◆ **Deine Aufgaben**:
1. Welches Trikot hatte sich Marco Reus laut dem Bericht über Gladbachs 5:0 gegen Werder Bremen um den Hals geknotet?
2. Schreibe den Bericht über Gladbachs 5:0 gegen Werder Bremen im Anschluss an seinen letzten Satz weiter.
╭─ Ausgewählter Auszug
Gladbach. Vor dem Duell am Freitag mit dem Lieblingsgegner aus Köln ist Gladbach in einer schon atemberaubenden Form.

Einige Minuten nach diesem Spiel stand Marco Reus in den Kellergängen des Borussia-Parks. Um den Hals hatte er ein Trikot von Werder Bremen geknotet. Das Hemd, das er Minuten zuvor von Lukas Schmitz bekommen hatte, diente ihm jetzt als Schal, als Erkältungsschutz nach einer schweißtreibenden Partie. Ob ihm der Gegner beim Trikottausch gratuliert habe, ob Schmitz etwas gesagt habe, wurde Reus gefragt. Und die Antwort des Gladbachers sagt viel aus über diesen 5:0-Triumph der Borussia gegen die Mannschaft von Thomas Schaaf.

Marco Reus räusperte sich kurz, überlegte, ob er den Satz tatsächlich preisgeben soll, ehe er sich entschied, die Sache aufzuklären. „Ich glaube, er hat mich so etwas gefragt wie: Wollt ihr die Liga auseinander nehmen?“ Und dabei nickte der Blondschopf so, als müsse er sich selbst noch einmal klar machen, sich nicht verhört zu haben.
╰─
╭─ Gespeicherte Daten
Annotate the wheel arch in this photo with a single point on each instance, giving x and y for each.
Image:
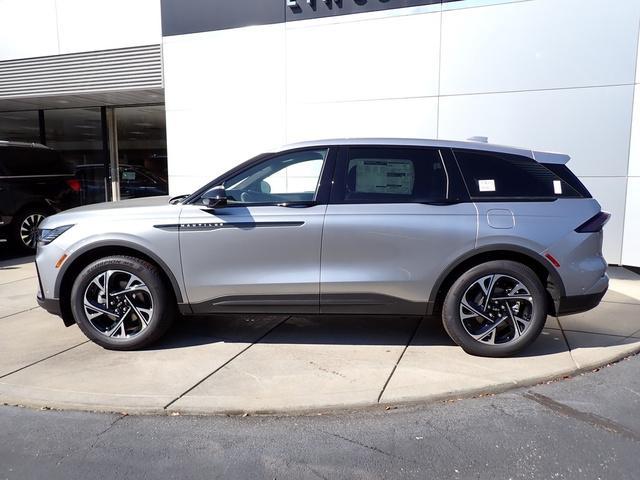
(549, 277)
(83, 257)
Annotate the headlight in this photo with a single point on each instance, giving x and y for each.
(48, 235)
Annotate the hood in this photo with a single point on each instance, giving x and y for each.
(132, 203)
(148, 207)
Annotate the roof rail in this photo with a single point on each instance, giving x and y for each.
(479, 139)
╰─
╭─ Gespeicherte Daten
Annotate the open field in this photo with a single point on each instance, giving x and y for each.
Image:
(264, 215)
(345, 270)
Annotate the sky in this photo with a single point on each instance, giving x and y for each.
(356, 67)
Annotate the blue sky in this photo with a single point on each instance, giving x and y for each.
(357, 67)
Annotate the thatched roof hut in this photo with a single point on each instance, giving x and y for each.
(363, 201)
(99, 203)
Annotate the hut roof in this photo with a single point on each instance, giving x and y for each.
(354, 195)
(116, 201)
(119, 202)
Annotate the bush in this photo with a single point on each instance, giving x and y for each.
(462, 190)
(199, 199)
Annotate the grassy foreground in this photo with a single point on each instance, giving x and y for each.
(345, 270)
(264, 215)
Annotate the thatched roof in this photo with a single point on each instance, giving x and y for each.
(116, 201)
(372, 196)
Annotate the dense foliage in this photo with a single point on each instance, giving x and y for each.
╰─
╭─ Gespeicherte Daten
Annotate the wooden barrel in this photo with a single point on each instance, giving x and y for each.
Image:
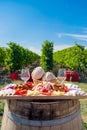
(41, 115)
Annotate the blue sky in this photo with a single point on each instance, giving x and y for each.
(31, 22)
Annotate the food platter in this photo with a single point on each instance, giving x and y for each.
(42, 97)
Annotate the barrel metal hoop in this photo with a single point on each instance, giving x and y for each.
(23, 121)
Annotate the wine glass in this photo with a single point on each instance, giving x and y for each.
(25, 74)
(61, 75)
╰─
◆ **Die Antworten**:
1. Ein Trikot von Werder Bremen, das er kurz zuvor von Lukas Schmitz bekommen hatte.

2.
Unglaublich. Man muss sich das vorstellen: Ein Werder-Profi, ein Mitglied eines Teams, das jahrelang auf internationalem Parkett antreten durfte, geht her und fragt einen Spieler von Borussia Mönchengladbach, einem Verein, der seit Ewigkeiten nichts anderes hatte als Abstiegsangst, ob man die Klasse aufmischen möchte.

„Hier kann Einiges entstehen“

So etwas fragt man jemanden von Bayern München, aber doch keinen Gladbacher, der ohnehin darauf programmiert ist, den Ball flach zu halten: „Wir gucken von Spiel zu Spiel, wir wissen wo wir herkommen, wir müssen weiter hart arbeiten.“ Das sind die Floskeln, die jeder Borusse abrufbereit aufsagen kann. Nur, nach einem Triumph, der an Strahlkraft kaum zu überbieten ist, haben solche Sätze etwas Parodistisches.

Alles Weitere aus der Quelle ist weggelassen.